New evidence found at supected Donner Party camp
Archaeologists searching the area near Alder Creek think they might have found evidence of the Donner Party camp.
The archaeologists uncovered artifacts in a meadow near Alder Creek that are presumed to date from the winter of 1846-47, the time the Donner Party camped in the area.
Basing their search on the location of artifacts found in the region in 1990, researchers from the state of Oregon, the University of Montana and the US Forest Service uncovered bone fragments, lead shot, ceramic pieces, a buckle from a belt or harness and a small brass chain link among other items.
Able to dig during the first week of August, the scientists involved in the project have now returned the artifacts found at the Alder Creek site to laboratories for further study.
One bone fragment had two cut marks in its surface researchers believe could have been made by a sharp metal ax.
Identified by archaeologists in the field as a bone from a medium-to-large-sized mammal, the fragment has been sent to the lab of Dr. Guy Tasa, an archaeologist and human osteologist at the University of Oregon, for analysis.
According to Dr. Julie Schablitsky, an archaeologist for the state of Oregon, “the bone pieces were so small that we don’t know exactly what they are.”

**Required action A**
From the Alder Creek article, quote the part that opens with the words containing "Able to dig" and closes with "sharp metal ax.".
**Required action B**
Extend the Alder Creek article past its final sentence.
The data below come from a separate source unrelated to the Alder Creek article.

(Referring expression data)
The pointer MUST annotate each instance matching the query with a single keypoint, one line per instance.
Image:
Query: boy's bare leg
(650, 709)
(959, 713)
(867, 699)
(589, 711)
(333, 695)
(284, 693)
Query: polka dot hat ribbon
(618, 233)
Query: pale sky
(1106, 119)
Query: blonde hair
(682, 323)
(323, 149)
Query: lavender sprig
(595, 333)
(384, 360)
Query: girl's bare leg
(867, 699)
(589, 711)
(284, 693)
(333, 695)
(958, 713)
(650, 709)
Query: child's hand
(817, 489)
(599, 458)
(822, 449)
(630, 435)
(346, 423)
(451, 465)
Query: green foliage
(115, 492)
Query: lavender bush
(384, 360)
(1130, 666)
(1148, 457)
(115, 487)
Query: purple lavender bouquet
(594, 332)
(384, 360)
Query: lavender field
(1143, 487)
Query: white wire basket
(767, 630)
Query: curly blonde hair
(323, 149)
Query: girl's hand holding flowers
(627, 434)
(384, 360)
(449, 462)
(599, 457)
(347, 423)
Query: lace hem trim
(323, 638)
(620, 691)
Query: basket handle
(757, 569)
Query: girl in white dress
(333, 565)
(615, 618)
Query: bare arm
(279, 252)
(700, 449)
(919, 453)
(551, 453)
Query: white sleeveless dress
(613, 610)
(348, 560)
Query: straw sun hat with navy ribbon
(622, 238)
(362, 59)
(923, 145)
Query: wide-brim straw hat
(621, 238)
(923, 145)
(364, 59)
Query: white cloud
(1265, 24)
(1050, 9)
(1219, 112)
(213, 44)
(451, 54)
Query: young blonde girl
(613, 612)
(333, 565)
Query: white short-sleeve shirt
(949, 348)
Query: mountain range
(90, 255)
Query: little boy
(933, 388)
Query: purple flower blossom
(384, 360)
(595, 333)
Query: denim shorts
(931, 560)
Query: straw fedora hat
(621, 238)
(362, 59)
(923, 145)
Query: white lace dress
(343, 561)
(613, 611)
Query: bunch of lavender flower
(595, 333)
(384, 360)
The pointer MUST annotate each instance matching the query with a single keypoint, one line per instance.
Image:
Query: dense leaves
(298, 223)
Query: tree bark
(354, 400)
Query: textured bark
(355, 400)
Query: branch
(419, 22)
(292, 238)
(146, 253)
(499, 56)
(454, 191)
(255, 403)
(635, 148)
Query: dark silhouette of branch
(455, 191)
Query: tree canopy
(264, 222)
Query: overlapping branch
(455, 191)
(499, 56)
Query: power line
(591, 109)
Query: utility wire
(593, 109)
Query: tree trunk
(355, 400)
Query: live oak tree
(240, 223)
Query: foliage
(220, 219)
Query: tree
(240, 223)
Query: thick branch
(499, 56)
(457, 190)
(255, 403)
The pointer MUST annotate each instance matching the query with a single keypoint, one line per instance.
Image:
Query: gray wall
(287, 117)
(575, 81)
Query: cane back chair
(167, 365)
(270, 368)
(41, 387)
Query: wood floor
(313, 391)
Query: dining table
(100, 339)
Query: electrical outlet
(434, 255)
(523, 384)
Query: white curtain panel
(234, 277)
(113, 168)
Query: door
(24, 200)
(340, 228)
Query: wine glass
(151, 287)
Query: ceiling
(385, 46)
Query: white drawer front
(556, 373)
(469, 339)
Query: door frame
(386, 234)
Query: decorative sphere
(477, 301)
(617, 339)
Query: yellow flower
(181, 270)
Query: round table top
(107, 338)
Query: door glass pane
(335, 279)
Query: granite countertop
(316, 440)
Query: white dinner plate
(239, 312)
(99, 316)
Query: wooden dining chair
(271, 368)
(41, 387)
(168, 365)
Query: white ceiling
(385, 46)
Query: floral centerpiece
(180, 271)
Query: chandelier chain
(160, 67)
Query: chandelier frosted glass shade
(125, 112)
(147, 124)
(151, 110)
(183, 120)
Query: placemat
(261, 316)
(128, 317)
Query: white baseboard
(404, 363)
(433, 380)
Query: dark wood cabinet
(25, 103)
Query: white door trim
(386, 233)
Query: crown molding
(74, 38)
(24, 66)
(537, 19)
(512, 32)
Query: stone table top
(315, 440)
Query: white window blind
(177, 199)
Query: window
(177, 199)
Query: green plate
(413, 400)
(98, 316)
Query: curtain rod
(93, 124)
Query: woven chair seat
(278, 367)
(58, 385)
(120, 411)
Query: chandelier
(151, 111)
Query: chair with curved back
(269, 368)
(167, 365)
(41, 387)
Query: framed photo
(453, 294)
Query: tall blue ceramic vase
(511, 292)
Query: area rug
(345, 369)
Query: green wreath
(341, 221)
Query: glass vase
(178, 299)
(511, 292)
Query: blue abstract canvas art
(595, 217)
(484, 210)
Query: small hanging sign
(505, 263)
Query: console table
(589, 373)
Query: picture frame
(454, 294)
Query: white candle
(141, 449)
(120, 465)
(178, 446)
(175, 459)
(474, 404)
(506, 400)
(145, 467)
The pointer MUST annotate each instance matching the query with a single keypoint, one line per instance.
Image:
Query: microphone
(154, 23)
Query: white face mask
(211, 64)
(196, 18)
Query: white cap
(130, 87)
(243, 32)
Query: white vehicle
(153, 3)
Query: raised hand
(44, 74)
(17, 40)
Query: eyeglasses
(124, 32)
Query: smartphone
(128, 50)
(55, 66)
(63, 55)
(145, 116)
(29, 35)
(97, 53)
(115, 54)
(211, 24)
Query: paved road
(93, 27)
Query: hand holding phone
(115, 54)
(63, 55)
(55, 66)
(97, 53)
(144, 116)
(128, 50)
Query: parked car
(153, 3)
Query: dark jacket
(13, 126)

**Exercise result A**
Able to dig during the first week of August, the scientists involved in the project have now returned the artifacts found at the Alder Creek site to laboratories for further study.
One bone fragment had two cut marks in its surface researchers believe could have been made by a sharp metal ax.

**Exercise result B**
Dr. Tasa will be able to tell researchers whether the bone fragment is human or possibly that of an oxen the Donner Party had at their camp.
If human, the fragment will be analyzed using mitochondrial DNA testing, a technique that is relatively new in the field of archaeology.
“Within the past 10 years, technological advances in forensic science, such as DNA analysis, allows us to extract evidence from artifacts like crime scene investigators,” said Schablitsky.
Any DNA recovered from the bone fragments can then be compared to DNA from living descendents of the Donner Party survivors, allowing researchers the chance to stifle any doubt that the Alder Creek site is where the Donner Party members spent the winter.
The small brass chain link found at the site was another exciting discovery for the archaeologists involved in the dig.
Believed to be a remnant of a piece of jewelry, the artifact indicates the presence of women at the campsite. Archaeologists involved in previous excavations had found a number of artifacts that were consistent with a camp full of men; however, until now nothing had been found that could be linked to the women who were known to have been in the Donner camps.
Plans for the artifacts found at the site are still being worked out. In the immediate future, all the artifacts found in the most recent excavations will be taken to the University of Montana, where Dr. Kelly Dixon, who was also involved in the excavation, will oversee the cleaning and cataloguing of the pieces.
Ultimately, the entire collection will be returned to the Tahoe National Forest, at which point Carrie Smith would like to see them put on display.
“We would like to turn this into something that’s beneficial to the public,” said Smith, the district archaeologist for the Truckee Ranger District office of the U.S. Forest Service.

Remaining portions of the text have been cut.